▶ EXERCISE
Reproduce all of the data below word for word.

----- TASK MATERIAL

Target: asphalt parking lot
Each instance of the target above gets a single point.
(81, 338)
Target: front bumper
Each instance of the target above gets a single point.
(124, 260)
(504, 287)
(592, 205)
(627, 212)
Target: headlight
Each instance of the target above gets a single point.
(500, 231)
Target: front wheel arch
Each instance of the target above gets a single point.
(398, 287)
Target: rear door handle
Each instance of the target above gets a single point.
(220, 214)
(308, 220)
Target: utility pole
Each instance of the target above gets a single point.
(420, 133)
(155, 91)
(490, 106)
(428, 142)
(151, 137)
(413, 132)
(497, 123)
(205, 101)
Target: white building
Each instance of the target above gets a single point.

----------

▶ EXERCISE SOLUTION
Target: asphalt parking lot
Each instance of the target above gets a single point.
(81, 338)
Target: front bumper
Each instance of the target above gets a single point.
(124, 260)
(504, 287)
(592, 205)
(627, 212)
Target: headlight
Each instance of the target above gets a single point.
(500, 231)
Target: front wheel arch
Each instance of the target above gets a single point.
(398, 287)
Target: rear door handle
Each instance of the target above gets a single point.
(220, 214)
(308, 220)
Target: utility pole
Each instance of the target above gets a single point.
(420, 133)
(155, 91)
(490, 106)
(428, 142)
(151, 137)
(413, 132)
(497, 123)
(205, 101)
Target: white building
Each instance of the target above gets a single point.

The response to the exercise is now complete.